* **SHORT EXERCISE**
Extract, word for word, every line of the records below from the line containing "Where can the wet" down to the line containing "point(109, 69)", including both of those lines.

## Start RECORDS PROVIDED

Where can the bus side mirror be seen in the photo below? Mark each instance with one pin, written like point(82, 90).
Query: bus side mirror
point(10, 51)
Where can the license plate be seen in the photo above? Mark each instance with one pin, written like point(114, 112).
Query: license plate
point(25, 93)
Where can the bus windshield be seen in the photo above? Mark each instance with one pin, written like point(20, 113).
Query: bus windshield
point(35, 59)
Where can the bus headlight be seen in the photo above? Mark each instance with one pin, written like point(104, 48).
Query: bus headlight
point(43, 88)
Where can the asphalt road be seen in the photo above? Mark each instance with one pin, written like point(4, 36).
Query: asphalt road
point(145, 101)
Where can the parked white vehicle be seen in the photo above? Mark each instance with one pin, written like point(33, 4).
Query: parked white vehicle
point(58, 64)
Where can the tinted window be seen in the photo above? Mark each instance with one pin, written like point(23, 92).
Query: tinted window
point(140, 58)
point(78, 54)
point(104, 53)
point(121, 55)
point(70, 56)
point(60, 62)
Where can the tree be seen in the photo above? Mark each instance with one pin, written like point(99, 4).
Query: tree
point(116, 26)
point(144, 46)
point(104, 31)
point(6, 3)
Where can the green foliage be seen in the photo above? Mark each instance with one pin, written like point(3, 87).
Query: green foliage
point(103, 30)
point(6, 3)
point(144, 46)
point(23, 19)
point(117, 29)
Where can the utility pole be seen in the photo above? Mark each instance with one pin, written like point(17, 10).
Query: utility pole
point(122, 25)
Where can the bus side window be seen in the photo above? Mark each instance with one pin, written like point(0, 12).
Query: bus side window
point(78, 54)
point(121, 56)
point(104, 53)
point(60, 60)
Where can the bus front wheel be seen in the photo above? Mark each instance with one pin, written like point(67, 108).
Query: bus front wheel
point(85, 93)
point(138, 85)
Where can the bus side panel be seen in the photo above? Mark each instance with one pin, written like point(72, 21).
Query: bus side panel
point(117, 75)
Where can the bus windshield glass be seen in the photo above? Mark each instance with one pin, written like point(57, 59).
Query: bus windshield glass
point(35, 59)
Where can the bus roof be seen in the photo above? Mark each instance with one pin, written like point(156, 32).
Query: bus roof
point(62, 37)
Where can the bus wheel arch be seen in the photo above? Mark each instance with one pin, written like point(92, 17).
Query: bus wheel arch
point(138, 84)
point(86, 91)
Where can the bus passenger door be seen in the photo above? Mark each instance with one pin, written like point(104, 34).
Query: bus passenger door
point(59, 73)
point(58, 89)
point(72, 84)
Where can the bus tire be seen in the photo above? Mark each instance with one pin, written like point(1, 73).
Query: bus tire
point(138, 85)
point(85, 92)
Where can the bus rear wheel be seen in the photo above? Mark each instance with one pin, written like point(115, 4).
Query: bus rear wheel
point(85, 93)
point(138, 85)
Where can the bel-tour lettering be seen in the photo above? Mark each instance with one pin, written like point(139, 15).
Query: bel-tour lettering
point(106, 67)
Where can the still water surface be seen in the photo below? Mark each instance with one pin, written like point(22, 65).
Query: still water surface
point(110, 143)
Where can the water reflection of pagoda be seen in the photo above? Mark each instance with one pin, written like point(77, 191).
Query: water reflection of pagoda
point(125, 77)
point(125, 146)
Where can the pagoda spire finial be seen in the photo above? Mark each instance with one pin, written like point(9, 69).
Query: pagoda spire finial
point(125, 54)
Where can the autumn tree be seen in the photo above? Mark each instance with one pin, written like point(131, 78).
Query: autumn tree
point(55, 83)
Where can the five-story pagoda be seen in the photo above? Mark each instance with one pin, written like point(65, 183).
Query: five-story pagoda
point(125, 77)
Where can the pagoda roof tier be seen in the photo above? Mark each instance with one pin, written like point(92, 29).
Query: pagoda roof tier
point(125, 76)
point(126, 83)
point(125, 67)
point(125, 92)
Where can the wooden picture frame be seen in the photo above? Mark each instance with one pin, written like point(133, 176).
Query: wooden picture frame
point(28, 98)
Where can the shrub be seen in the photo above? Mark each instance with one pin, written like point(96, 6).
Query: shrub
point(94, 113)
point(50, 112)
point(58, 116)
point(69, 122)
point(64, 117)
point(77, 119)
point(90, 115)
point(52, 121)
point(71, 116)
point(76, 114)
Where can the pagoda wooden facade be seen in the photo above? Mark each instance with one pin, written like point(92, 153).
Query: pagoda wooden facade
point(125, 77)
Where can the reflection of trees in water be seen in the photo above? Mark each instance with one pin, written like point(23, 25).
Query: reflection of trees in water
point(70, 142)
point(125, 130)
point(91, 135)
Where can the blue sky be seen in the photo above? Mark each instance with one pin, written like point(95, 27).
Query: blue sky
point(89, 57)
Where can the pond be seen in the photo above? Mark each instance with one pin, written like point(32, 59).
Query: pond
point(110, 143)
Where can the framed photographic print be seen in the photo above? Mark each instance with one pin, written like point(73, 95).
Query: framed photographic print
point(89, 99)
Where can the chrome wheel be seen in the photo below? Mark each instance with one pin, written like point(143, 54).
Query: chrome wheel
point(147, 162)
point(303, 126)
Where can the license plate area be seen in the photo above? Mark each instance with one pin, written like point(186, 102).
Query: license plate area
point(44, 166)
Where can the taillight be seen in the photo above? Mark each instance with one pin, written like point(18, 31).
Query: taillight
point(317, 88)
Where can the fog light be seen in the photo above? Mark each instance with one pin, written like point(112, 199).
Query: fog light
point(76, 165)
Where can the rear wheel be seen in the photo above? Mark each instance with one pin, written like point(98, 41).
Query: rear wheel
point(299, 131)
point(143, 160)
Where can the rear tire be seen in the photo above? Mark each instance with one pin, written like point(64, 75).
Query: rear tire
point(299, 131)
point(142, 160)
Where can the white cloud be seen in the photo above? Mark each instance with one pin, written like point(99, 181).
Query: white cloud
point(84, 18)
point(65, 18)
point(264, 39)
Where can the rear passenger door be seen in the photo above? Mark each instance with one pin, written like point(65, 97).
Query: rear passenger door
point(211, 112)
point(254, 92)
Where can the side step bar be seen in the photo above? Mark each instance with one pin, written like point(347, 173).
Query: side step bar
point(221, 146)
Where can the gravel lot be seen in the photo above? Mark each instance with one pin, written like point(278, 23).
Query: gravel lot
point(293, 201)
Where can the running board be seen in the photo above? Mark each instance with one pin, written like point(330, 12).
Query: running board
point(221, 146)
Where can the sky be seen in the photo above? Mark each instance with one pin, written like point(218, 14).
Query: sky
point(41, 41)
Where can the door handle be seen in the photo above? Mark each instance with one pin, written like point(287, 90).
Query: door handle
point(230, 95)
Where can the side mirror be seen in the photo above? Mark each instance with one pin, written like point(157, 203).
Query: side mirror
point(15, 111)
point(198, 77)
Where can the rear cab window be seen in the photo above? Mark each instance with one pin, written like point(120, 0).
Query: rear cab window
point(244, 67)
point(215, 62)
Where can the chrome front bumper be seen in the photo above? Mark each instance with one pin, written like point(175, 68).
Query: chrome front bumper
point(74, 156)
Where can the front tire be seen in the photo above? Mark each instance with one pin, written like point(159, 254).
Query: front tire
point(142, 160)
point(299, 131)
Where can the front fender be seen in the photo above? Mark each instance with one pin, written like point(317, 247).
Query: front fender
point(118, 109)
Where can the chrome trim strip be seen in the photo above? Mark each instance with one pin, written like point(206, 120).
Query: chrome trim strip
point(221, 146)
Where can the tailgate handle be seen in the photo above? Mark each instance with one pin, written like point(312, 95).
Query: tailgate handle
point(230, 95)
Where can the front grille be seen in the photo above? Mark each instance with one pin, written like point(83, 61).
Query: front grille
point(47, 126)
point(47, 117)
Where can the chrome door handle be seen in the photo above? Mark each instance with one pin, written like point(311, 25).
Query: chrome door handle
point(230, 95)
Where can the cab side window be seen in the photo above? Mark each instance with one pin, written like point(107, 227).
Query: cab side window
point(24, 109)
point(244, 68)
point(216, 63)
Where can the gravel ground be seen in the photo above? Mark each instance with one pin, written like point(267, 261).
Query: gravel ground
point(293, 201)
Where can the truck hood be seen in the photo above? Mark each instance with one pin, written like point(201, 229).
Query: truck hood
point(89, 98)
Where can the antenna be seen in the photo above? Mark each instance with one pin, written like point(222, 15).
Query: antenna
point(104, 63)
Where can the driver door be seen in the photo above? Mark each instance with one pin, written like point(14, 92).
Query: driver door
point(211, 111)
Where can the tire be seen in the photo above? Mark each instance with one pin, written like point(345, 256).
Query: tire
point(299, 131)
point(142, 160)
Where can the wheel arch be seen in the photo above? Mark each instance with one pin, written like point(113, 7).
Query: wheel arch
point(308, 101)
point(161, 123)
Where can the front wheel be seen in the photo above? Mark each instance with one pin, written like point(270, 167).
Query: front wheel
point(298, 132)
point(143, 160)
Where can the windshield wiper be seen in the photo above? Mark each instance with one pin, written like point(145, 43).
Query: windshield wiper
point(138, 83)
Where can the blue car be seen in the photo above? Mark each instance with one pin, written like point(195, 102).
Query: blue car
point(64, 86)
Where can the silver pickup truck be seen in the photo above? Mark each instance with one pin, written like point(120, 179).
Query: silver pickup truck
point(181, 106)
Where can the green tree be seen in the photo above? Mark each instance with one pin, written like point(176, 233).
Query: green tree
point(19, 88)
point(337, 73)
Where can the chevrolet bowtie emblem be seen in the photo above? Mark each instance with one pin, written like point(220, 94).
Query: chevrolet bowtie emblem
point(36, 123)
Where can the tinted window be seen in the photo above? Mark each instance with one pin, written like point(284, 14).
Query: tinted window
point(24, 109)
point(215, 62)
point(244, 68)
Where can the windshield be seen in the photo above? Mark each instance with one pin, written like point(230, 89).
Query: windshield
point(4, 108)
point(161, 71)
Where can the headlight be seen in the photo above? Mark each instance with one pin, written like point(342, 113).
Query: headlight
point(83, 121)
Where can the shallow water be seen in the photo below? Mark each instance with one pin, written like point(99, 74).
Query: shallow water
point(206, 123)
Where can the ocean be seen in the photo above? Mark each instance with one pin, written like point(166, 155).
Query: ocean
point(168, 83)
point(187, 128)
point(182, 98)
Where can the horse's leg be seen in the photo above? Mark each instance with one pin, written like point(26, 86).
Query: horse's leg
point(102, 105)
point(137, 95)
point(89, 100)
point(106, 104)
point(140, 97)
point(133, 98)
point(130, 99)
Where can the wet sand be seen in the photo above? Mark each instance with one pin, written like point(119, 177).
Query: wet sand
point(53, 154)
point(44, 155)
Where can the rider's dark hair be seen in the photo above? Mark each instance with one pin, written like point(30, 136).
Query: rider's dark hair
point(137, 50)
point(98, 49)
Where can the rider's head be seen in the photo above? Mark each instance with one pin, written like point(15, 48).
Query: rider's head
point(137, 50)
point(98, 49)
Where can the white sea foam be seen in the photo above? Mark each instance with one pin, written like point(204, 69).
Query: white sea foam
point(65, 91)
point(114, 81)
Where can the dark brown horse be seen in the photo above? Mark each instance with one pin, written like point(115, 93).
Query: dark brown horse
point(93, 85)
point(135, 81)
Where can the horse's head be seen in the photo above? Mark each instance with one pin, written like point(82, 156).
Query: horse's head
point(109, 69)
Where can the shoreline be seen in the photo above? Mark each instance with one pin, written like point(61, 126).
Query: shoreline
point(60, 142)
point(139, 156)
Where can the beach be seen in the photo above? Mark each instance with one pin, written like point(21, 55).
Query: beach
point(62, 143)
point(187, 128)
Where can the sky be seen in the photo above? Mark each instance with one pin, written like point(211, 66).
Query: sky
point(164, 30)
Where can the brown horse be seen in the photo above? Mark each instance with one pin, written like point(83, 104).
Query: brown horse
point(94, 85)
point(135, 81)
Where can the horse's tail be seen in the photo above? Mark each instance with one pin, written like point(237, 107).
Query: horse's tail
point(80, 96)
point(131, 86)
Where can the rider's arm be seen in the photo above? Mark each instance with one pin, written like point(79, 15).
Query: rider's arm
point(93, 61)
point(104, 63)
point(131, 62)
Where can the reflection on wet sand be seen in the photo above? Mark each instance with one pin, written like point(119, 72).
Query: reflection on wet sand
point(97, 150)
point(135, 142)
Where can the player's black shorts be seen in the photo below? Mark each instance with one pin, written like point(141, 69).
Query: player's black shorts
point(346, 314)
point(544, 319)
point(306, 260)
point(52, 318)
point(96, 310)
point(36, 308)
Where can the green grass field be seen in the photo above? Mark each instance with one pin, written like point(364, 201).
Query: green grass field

## End RECORDS PROVIDED

* **RESULT OF THIS TASK**
Where can the wet sand be seen in the photo above? Mark each instance with one pin, written like point(119, 177).
Query: wet sand
point(53, 154)
point(44, 155)
Where can the rider's dark hair be seen in the photo above? Mark each instance with one pin, written like point(30, 136).
Query: rider's dark hair
point(137, 50)
point(98, 49)
Where can the rider's head be seen in the photo above? Mark each instance with one pin, written like point(15, 48).
Query: rider's head
point(137, 50)
point(98, 49)
Where can the white sea foam be seen in the photo above? Mark each instance with one pin, written like point(204, 69).
Query: white sea foam
point(65, 91)
point(114, 81)
Where can the dark brown horse be seen in the photo above? Mark each instance with one pin, written like point(115, 93).
Query: dark brown horse
point(93, 85)
point(135, 81)
Where can the horse's head be seen in the photo above? Mark each instance with one pin, written like point(82, 156).
Query: horse's head
point(109, 69)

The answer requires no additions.